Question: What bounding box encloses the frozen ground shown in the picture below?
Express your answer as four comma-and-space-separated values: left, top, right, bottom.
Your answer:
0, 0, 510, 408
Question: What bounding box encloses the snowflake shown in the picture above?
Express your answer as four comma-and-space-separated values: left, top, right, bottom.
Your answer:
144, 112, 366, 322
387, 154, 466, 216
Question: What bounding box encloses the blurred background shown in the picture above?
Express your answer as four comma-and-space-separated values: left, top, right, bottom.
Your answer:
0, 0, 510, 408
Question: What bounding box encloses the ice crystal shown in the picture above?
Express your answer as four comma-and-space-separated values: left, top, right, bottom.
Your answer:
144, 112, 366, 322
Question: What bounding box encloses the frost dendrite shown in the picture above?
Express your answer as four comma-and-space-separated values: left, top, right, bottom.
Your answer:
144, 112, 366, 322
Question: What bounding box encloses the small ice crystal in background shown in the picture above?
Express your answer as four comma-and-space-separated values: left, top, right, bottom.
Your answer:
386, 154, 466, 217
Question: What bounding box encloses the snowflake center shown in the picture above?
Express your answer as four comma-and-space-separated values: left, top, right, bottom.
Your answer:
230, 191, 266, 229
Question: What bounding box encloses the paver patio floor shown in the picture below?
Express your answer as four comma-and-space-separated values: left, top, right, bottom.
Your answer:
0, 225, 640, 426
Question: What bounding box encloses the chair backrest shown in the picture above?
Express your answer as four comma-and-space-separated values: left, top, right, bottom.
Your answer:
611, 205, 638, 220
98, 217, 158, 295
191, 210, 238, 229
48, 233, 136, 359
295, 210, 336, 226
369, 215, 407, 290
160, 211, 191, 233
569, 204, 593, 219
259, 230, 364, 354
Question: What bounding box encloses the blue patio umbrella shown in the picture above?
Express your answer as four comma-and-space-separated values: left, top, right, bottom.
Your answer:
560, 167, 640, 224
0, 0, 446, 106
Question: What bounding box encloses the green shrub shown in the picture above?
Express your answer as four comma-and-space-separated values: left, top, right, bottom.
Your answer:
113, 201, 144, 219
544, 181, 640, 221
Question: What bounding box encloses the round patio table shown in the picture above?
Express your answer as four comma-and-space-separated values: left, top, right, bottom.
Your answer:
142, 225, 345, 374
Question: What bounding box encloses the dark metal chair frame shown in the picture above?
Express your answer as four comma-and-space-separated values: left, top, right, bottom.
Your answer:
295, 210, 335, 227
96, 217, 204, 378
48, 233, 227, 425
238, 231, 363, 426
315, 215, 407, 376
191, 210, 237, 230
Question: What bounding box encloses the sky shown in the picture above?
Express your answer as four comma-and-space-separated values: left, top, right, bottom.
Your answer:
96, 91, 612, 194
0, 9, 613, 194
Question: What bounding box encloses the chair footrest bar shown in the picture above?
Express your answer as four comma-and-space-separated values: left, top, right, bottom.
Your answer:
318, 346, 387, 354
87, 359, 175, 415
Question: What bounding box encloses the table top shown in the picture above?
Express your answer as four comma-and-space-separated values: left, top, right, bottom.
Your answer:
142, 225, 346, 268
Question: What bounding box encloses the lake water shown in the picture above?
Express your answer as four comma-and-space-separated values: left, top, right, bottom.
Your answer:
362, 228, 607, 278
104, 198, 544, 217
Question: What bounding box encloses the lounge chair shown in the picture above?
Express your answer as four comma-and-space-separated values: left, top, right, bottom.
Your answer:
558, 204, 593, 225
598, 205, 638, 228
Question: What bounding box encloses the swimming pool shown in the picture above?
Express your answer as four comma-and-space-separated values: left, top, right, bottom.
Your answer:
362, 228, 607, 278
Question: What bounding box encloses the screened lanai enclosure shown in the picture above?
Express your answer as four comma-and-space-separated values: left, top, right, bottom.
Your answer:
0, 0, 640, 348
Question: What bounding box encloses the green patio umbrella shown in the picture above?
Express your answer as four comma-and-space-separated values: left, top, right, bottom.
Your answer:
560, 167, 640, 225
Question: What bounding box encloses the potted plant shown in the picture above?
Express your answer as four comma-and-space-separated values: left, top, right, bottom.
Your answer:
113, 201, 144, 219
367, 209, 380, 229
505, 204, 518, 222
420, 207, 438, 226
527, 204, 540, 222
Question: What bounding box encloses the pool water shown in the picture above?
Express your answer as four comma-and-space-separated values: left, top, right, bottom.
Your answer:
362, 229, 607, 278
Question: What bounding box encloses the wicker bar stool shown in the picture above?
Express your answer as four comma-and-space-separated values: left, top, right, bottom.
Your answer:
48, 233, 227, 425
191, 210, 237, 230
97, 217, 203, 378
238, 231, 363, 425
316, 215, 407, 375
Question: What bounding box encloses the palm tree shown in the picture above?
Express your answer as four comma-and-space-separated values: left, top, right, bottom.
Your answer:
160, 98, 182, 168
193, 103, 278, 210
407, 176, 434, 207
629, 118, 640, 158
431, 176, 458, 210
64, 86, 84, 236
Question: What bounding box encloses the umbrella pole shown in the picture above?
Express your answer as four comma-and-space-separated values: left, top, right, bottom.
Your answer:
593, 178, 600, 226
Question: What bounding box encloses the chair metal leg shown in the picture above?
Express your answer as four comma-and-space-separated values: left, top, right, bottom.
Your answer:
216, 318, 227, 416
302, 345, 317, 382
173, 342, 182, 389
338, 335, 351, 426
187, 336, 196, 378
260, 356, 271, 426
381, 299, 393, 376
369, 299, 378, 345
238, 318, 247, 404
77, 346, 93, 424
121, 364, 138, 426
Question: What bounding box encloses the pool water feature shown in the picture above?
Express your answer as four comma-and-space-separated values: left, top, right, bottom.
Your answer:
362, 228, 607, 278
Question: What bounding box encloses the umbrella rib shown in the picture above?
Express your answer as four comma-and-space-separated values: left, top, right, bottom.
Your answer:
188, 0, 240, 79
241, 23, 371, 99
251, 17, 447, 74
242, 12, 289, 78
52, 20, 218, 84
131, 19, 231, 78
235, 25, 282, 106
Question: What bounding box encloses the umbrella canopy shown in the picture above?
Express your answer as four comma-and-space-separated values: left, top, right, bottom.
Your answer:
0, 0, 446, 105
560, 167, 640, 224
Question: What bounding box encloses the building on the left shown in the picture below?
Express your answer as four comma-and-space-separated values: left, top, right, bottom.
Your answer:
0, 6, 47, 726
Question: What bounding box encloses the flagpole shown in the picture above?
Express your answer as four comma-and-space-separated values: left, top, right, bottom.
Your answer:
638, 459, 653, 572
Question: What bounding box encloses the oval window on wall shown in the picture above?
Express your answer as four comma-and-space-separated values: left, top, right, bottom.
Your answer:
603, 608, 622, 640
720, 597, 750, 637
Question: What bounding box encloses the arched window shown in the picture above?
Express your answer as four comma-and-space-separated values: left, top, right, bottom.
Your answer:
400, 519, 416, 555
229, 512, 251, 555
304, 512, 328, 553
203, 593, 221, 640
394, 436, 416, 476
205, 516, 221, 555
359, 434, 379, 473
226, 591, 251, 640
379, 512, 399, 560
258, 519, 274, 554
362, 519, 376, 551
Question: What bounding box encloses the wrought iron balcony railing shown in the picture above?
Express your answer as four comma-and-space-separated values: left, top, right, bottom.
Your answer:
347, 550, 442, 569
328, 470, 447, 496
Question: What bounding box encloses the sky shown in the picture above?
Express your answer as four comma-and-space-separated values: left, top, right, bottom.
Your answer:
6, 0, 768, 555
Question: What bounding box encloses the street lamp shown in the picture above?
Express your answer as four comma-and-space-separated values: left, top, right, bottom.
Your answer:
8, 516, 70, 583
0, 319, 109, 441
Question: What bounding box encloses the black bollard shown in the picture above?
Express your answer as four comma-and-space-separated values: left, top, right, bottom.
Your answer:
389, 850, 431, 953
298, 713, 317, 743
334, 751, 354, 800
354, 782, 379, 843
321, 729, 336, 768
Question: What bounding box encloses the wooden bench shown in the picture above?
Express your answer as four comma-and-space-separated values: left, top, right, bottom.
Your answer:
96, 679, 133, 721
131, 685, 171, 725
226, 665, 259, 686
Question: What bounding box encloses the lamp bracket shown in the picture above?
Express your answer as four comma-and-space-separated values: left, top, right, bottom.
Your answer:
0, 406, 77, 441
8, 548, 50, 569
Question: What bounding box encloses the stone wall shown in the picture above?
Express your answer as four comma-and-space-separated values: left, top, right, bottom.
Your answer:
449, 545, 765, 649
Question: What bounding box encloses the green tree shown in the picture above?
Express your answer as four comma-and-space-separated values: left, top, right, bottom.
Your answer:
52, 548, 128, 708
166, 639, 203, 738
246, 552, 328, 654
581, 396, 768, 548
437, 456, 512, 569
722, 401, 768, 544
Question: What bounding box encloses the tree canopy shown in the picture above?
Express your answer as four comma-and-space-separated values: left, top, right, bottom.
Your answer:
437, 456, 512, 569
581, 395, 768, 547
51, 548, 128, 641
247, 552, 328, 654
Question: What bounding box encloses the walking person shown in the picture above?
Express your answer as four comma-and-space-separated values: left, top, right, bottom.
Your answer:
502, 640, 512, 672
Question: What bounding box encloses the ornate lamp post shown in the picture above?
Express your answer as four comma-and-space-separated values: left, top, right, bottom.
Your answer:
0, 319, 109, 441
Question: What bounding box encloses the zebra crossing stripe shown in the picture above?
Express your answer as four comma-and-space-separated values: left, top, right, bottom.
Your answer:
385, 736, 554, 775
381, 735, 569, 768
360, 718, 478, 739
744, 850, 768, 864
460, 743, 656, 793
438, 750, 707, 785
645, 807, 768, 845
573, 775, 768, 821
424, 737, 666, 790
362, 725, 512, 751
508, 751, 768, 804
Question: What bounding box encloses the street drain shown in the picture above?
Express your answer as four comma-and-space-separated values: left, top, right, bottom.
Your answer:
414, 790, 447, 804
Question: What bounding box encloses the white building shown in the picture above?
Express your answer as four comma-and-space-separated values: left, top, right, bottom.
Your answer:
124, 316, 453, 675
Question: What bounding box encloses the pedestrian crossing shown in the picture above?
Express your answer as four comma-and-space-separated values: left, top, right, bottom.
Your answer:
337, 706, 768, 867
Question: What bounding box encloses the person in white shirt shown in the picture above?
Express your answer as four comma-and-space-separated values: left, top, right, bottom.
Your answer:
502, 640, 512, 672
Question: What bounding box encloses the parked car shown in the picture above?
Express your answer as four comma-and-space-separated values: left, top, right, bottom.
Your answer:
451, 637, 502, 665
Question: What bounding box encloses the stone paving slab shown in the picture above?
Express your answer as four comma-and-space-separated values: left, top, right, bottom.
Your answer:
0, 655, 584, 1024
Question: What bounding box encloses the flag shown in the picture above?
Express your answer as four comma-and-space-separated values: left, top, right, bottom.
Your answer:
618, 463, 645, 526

■ ■ ■ ■ ■

*Lavoro richiesto*:
Mostra ogni riga qui sopra che contiene la parola "building", facendo distinzione tra maiuscole e minuscole.

*Risultato dell'esercizio*:
Question: What bounding box encloses the building on the left shown in the picture below?
Question: What bounding box encloses the white building shown in the picture above?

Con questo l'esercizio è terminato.